Consigne 1:
Répondez aux questions suivantes d'après l'extrait :
(a) Sur quel stand la narratrice regarde-t-elle les livres de Corinne Hoex ?
(b) Combien de livres de cette auteure y trouve-t-elle ?
(c) Combien de tables le jeune homme installe-t-il, et dans quel but ?
Consigne 2:
Rédigez la suite de l'extrait consacré à la rencontre avec Corinne Hoex.

Plus tard dans l’après-midi, le hasard
objectif frappe de nouveau. Je me promène dans les allées, feuilletant là un
livre, dialoguant ailleurs avec les éditeurs et les auteurs, et dépensant des
sous. Je regarde les livres de Corinne Hoex, auteure dont je lis depuis
longtemps les romans et la poésie, sur le stand de la librairie
Wallonie-Bruxelles, je n’en trouve que deux, je suis déçue... Un jeune homme
installe deux tables pour des dédicaces, une grande et belle femme à la longue
chevelure de neige s’assied près de livres déposés en piles, c’est elle…
surprise et gratitude pour le bel échange.

Données fournies:
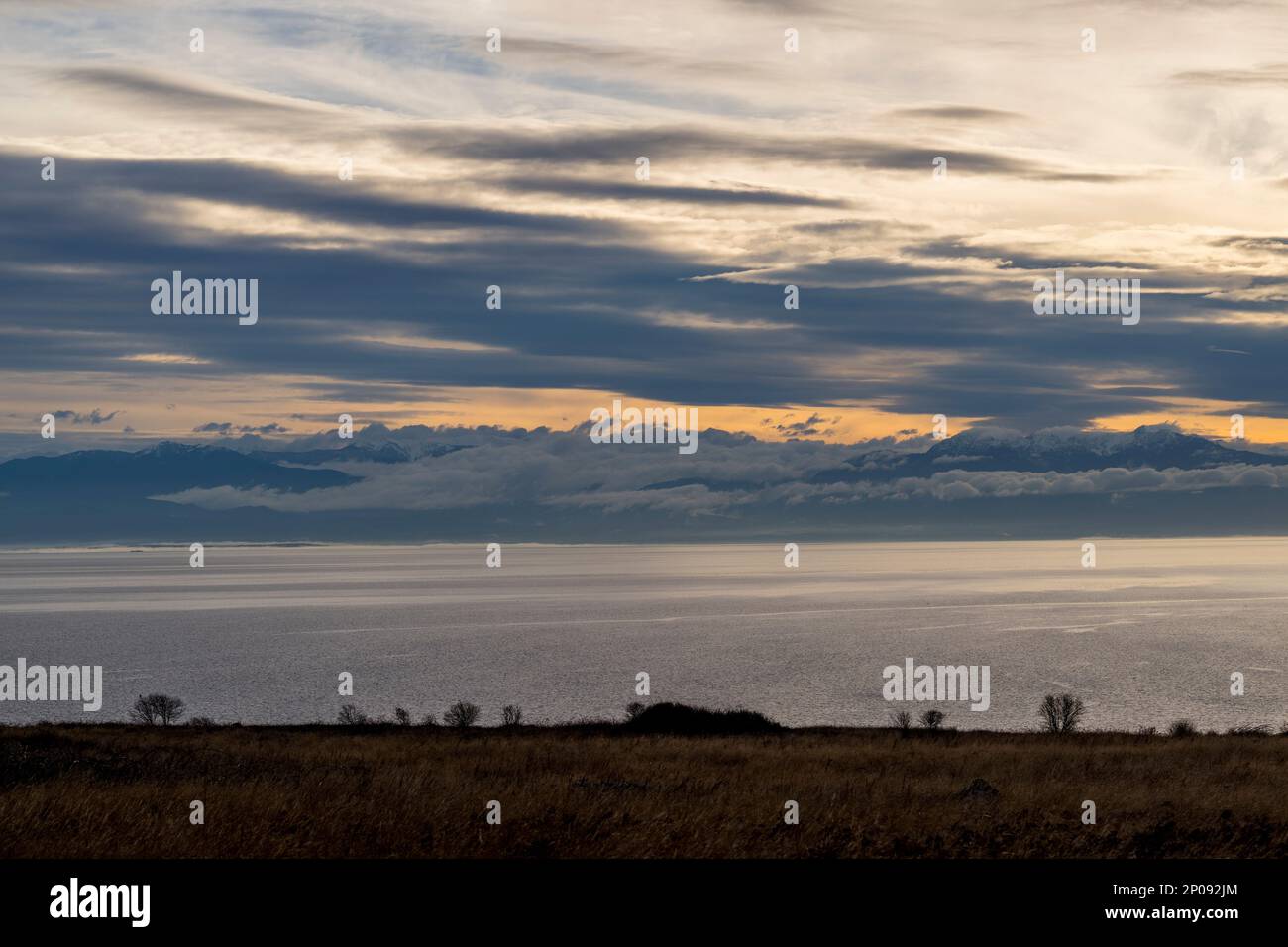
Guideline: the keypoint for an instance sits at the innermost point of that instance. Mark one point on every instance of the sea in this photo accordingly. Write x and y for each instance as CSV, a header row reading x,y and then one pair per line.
x,y
1153,631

Réponse 1:
(a) Sur le stand de la librairie Wallonie-Bruxelles.
(b) Elle n'en trouve que deux.
(c) Il installe deux tables, pour des dédicaces.

Réponse 2:
Beaucoup d’autres rencontres sur les
stands ou dans les allées. Mercredi soir, Giovanni Merloni et Claudia Patuzzi
avec qui j’avais rendez-vous après le travail, nous ne nous étions pas vus
depuis si longtemps. Installés autour de deux verres de vin et d’un chocolat,
un moment agréable de retrouvailles entre amis. Ensuite, sous un déluge qui
nous a contraint à reprendre le chemin vers le métro, nous traversons
rapidement le Marché et croisons Lucien Suel venu du Nord pour une table ronde
et une dédicace. Celles aussi qui furent manquées, faute de temps, d’oser ou de
(re)connaître des personnes que je lis ou suis sur les réseaux sociaux.
Et puis, une belle moisson de recueils,
entre fidélités et découvertes, et des heures de lecture et de plaisir à venir.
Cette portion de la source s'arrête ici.